→ ACTION ITEM: From the material below, copy out each line with the word "rough" in it.

--- START ---

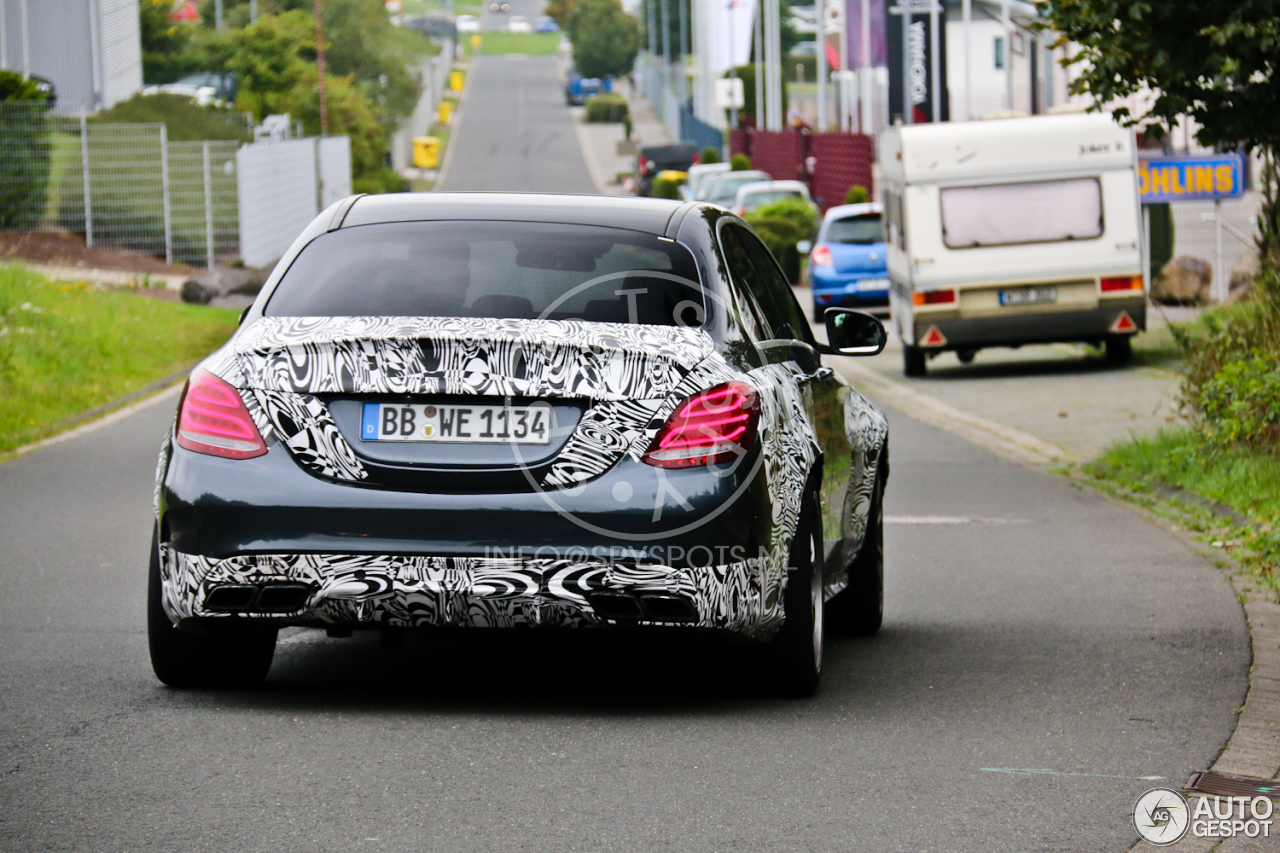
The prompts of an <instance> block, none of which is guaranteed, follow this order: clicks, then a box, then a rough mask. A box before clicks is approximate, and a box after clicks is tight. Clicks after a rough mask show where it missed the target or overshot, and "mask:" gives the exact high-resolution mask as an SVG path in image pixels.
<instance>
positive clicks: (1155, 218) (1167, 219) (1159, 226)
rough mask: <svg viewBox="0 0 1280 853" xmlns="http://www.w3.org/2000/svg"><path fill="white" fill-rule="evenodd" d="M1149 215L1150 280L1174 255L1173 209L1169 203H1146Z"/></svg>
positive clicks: (1153, 276) (1173, 213)
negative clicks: (1150, 255) (1150, 231)
mask: <svg viewBox="0 0 1280 853" xmlns="http://www.w3.org/2000/svg"><path fill="white" fill-rule="evenodd" d="M1147 211H1148V213H1147V215H1148V216H1151V270H1149V272H1151V280H1156V278H1158V277H1160V270H1162V269H1165V264H1167V263H1169V261H1170V260H1172V257H1174V211H1172V207H1170V206H1169V205H1147Z"/></svg>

--- END ---

→ WRITTEN RESPONSE:
The prompts of an <instance> block, none of which is guaranteed, follow this order: clicks, then a box, then a rough mask. A box before clicks is approximate, and a box after clicks is tight. Clicks after a rough mask show where it missed the target or overshot, and "mask:" gives the exact high-resolution mask as an SVG path in image pixels.
rough mask: <svg viewBox="0 0 1280 853" xmlns="http://www.w3.org/2000/svg"><path fill="white" fill-rule="evenodd" d="M1149 215L1150 280L1174 255L1173 209L1169 203H1146Z"/></svg>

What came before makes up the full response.